## SOURCE EXCERPT
In truth, methods in Go are little more than syntactic sugar around a function with a predeclared formal parameter, their receiver.

func (c Cat) PrintLegs() {
        fmt.Printf("I have %d legs\n", c.Legs())
}

func PrintLegs(c Cat) {
        fmt.Printf("I have %d legs\n", c.Legs())
}

The receiver is exactly what you pass into it, the first parameter of the function, and because Go does not support function overloading, OctoCats are not substitutable for regular Cats. Which brings me to the next principle.

Liskov Substitution Principle

Coined by Barbara Liskov, the Liskov substitution principle states, roughly, that two types are substitutable if they exhibit behaviour such that the caller is unable to tell the difference.

In a class based language, Liskov’s substitution principle is commonly interpreted as a specification for an abstract base class with various concrete subtypes. But Go does not have classes, or inheritance, so substitution cannot be implemented in terms of an abstract class hierarchy.

## DATASET
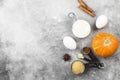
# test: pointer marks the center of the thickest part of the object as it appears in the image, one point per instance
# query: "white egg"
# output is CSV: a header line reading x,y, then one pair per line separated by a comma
x,y
101,21
69,42
81,28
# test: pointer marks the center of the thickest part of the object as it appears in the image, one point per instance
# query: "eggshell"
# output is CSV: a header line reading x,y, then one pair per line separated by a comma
x,y
101,21
81,28
69,43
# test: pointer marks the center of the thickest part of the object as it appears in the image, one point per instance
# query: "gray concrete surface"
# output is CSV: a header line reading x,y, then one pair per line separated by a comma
x,y
31,33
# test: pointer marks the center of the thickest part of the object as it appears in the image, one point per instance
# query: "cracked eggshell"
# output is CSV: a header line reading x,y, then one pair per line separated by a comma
x,y
101,21
69,43
81,28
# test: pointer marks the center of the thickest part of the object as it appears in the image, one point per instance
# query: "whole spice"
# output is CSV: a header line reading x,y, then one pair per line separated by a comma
x,y
95,60
66,57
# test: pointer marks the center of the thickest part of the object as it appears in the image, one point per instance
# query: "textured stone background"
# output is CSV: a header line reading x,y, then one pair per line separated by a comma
x,y
31,33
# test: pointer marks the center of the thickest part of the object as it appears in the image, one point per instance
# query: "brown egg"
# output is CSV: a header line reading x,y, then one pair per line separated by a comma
x,y
77,67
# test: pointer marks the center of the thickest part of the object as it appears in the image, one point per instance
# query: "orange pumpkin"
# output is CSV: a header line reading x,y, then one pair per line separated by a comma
x,y
105,44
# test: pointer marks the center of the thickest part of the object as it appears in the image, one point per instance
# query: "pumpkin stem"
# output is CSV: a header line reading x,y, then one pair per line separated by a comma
x,y
107,42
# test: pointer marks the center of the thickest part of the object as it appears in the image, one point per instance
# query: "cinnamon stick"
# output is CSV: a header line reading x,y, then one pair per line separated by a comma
x,y
87,11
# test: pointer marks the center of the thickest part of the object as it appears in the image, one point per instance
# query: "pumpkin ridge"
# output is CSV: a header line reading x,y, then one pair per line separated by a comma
x,y
105,44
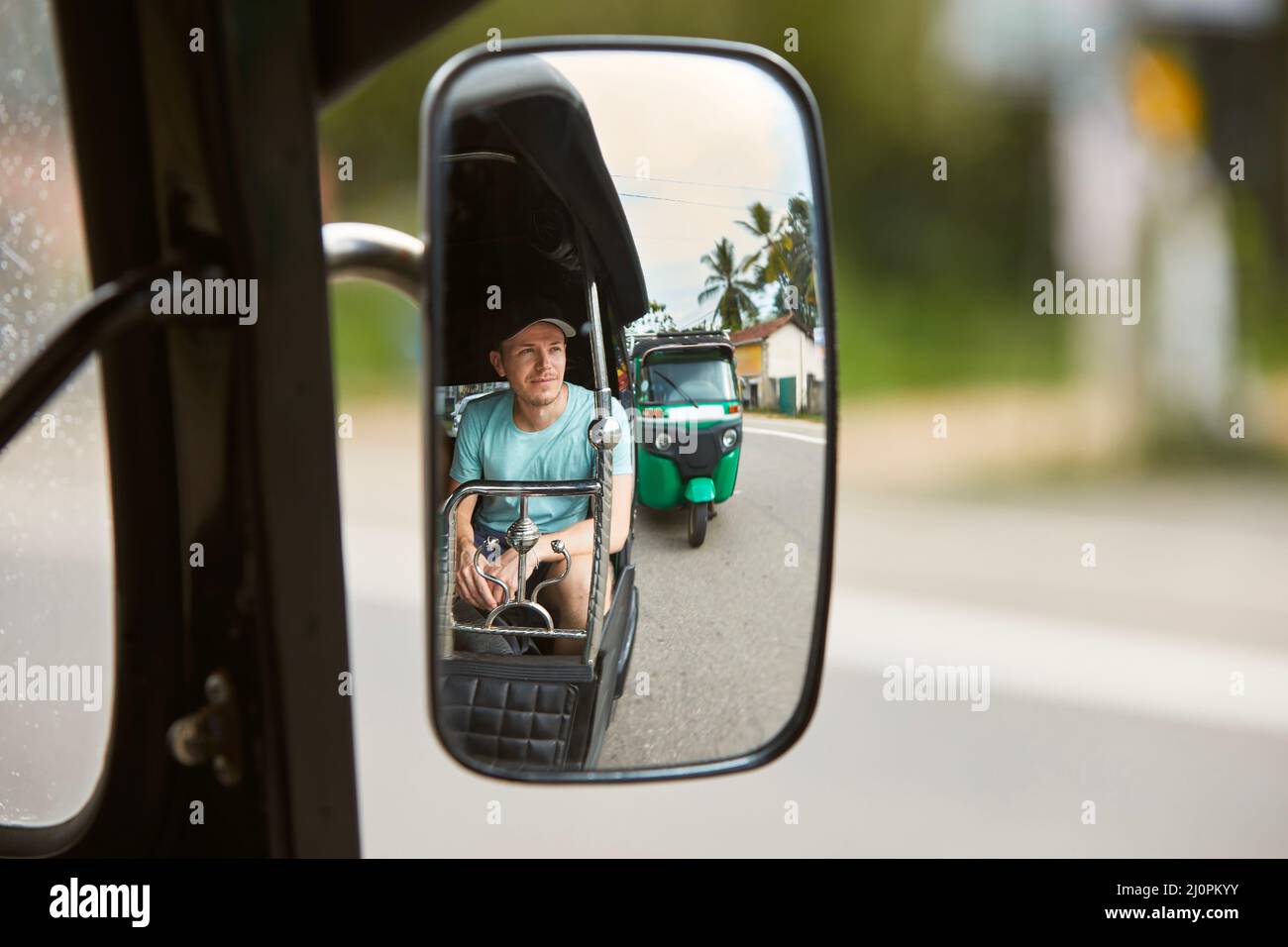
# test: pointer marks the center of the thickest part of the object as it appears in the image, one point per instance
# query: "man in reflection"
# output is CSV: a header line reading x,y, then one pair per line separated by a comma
x,y
536,431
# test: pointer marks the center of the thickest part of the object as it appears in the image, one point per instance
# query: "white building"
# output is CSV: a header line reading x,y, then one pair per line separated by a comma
x,y
769,352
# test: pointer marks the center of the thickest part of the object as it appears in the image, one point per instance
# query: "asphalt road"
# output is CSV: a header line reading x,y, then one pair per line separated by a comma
x,y
725,628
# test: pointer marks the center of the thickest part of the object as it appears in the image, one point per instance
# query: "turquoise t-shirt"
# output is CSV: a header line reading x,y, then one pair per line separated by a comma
x,y
489,446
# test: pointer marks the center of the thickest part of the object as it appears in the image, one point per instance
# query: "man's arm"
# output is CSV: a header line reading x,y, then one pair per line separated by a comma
x,y
579,539
472,586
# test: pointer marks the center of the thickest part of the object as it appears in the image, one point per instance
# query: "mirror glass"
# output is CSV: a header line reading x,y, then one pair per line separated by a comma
x,y
627,408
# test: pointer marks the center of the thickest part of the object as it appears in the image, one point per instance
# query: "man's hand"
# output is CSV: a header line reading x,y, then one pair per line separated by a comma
x,y
507,570
472,586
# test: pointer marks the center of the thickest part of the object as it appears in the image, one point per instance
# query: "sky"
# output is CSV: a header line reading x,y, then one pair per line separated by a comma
x,y
691,141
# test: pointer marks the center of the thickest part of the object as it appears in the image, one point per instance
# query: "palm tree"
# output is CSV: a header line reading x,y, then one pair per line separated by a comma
x,y
761,226
729,286
795,244
657,320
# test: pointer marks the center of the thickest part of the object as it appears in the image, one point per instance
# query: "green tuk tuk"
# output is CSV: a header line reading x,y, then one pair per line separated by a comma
x,y
690,434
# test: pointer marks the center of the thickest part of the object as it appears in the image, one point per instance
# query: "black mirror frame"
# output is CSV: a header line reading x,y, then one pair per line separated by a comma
x,y
791,81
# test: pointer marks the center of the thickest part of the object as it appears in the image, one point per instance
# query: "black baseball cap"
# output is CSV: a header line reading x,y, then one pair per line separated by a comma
x,y
510,320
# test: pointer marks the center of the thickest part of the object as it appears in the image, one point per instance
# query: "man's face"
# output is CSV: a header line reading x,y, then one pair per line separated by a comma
x,y
533,364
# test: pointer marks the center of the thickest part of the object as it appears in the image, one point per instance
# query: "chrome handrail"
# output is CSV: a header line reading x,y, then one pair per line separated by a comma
x,y
447,624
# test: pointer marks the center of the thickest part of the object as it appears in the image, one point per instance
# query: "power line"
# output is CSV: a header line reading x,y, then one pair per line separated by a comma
x,y
706,183
677,200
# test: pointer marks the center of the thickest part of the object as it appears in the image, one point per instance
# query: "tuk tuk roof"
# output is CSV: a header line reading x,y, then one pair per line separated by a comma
x,y
545,120
643,344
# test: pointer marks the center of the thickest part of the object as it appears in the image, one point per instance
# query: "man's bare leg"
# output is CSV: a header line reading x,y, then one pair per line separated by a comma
x,y
571,598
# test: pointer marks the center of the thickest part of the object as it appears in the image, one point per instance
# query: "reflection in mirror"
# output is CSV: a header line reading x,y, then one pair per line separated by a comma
x,y
629,401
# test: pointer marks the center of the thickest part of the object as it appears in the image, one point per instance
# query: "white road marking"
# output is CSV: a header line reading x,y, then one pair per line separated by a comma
x,y
786,433
1064,661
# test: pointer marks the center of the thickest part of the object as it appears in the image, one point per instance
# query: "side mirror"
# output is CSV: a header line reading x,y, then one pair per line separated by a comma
x,y
627,574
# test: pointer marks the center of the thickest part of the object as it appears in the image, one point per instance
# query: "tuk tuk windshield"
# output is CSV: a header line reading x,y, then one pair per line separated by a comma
x,y
678,380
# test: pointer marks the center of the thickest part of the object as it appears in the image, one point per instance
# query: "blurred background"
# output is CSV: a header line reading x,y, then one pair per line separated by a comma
x,y
1094,510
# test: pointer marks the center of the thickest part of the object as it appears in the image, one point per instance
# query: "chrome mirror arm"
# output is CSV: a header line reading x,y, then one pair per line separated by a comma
x,y
370,252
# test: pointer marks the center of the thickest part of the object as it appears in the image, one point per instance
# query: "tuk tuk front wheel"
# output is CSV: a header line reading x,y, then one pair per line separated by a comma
x,y
697,523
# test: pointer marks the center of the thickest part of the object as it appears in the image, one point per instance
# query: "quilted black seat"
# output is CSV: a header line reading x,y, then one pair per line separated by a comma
x,y
520,724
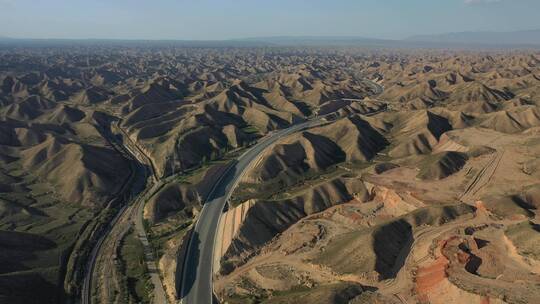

## EXERCISE TASK
Edit the Go methods text from "The receiver is" to "the next principle.", replacing "function overloading" with "method overloading". The records were drawn from a separate source.

## REPLY TO THE TASK
The receiver is exactly what you pass into it, the first parameter of the function, and because Go does not support method overloading, OctoCats are not substitutable for regular Cats. Which brings me to the next principle.